Coordinate annotation entries
□ □ □

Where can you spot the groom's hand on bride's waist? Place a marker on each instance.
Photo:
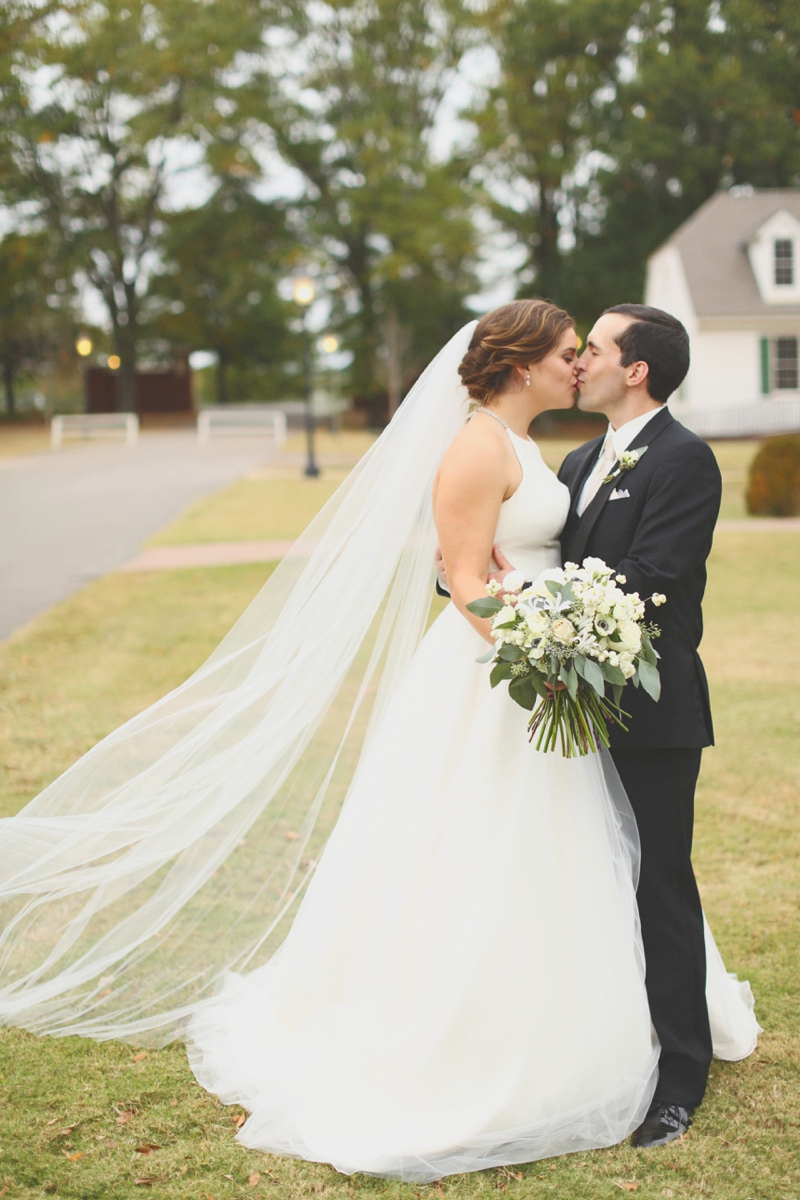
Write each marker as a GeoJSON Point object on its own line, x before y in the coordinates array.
{"type": "Point", "coordinates": [503, 568]}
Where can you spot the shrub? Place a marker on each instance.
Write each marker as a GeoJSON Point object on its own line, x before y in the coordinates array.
{"type": "Point", "coordinates": [774, 487]}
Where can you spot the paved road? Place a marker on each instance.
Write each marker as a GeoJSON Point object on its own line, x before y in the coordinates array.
{"type": "Point", "coordinates": [67, 517]}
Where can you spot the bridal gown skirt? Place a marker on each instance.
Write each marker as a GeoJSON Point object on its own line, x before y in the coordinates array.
{"type": "Point", "coordinates": [463, 985]}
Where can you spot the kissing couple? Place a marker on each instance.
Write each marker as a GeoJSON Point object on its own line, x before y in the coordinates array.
{"type": "Point", "coordinates": [403, 939]}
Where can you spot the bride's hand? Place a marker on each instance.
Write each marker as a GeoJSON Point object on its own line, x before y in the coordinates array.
{"type": "Point", "coordinates": [503, 568]}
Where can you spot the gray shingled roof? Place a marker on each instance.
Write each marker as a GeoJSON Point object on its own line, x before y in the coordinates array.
{"type": "Point", "coordinates": [713, 247]}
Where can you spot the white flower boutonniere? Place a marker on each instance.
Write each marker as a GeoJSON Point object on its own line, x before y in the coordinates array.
{"type": "Point", "coordinates": [627, 461]}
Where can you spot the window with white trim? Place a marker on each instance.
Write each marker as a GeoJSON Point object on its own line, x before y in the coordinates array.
{"type": "Point", "coordinates": [785, 262]}
{"type": "Point", "coordinates": [786, 364]}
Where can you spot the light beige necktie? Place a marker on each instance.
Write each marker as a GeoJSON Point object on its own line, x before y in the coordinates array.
{"type": "Point", "coordinates": [607, 461]}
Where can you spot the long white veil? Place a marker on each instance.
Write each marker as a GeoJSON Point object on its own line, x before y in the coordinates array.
{"type": "Point", "coordinates": [179, 846]}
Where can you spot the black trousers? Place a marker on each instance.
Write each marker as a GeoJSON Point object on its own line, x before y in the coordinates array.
{"type": "Point", "coordinates": [660, 785]}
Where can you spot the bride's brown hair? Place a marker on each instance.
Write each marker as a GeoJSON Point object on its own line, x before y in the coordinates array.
{"type": "Point", "coordinates": [511, 336]}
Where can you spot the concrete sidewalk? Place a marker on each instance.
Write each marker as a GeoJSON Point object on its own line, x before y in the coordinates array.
{"type": "Point", "coordinates": [68, 517]}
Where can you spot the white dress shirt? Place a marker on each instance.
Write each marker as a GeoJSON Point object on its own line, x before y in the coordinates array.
{"type": "Point", "coordinates": [620, 441]}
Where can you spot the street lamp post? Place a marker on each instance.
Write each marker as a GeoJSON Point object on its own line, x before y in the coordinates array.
{"type": "Point", "coordinates": [304, 294]}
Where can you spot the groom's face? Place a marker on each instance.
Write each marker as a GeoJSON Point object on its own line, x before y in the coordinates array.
{"type": "Point", "coordinates": [600, 377]}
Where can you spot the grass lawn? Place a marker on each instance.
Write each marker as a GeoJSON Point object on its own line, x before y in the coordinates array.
{"type": "Point", "coordinates": [82, 1120]}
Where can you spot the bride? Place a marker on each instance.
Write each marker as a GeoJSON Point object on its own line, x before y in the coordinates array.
{"type": "Point", "coordinates": [457, 981]}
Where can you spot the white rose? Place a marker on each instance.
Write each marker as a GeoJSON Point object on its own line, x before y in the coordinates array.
{"type": "Point", "coordinates": [513, 581]}
{"type": "Point", "coordinates": [631, 635]}
{"type": "Point", "coordinates": [505, 615]}
{"type": "Point", "coordinates": [536, 621]}
{"type": "Point", "coordinates": [596, 567]}
{"type": "Point", "coordinates": [563, 630]}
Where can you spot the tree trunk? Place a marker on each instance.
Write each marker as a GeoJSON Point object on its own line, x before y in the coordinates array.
{"type": "Point", "coordinates": [222, 378]}
{"type": "Point", "coordinates": [547, 256]}
{"type": "Point", "coordinates": [125, 342]}
{"type": "Point", "coordinates": [8, 383]}
{"type": "Point", "coordinates": [395, 347]}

□ □ □

GIVEN INSTRUCTION - With both ends included, please retype exactly the lines from the line containing "Where can you spot the white dress" to the final line of the data.

TASK RESULT -
Where can you spot the white dress shirt? Place a marker on each instance.
Write each marker as a GeoJSON Point object on its own line, x before y in the coordinates array.
{"type": "Point", "coordinates": [620, 441]}
Where can you spot the street lamp post? Place a marker on each instance.
Write each marker as a GeoJSON Point object on its own line, x before y in the coordinates array.
{"type": "Point", "coordinates": [304, 294]}
Where can you spot the groom's face? Place a marker on each instance.
Write each marker as a GeoJSON Point object on its own line, x before y in the coordinates array.
{"type": "Point", "coordinates": [600, 377]}
Where can you spot the grass lawn? Place a marker on each instance.
Write each marker as a GeoJSON Point object on its own line, x before y in the coordinates array.
{"type": "Point", "coordinates": [82, 1120]}
Where can you spot the bride? Place a marker on each instance.
Write each marker as a GeoJSON Point object on its own line, x before y in the coordinates array.
{"type": "Point", "coordinates": [457, 981]}
Where can you spot the white rose? Place a marker on each instance.
Write each marker as a GeoJSON Point object on its own line, x before y in the coordinates array.
{"type": "Point", "coordinates": [513, 581]}
{"type": "Point", "coordinates": [631, 635]}
{"type": "Point", "coordinates": [505, 615]}
{"type": "Point", "coordinates": [536, 621]}
{"type": "Point", "coordinates": [596, 567]}
{"type": "Point", "coordinates": [563, 630]}
Where can you spot the tree trunk? Place a marker on each instance.
Write each marker as a GeoJSON Point object on its own line, x before y in the coordinates array.
{"type": "Point", "coordinates": [222, 378]}
{"type": "Point", "coordinates": [547, 256]}
{"type": "Point", "coordinates": [125, 342]}
{"type": "Point", "coordinates": [8, 383]}
{"type": "Point", "coordinates": [395, 347]}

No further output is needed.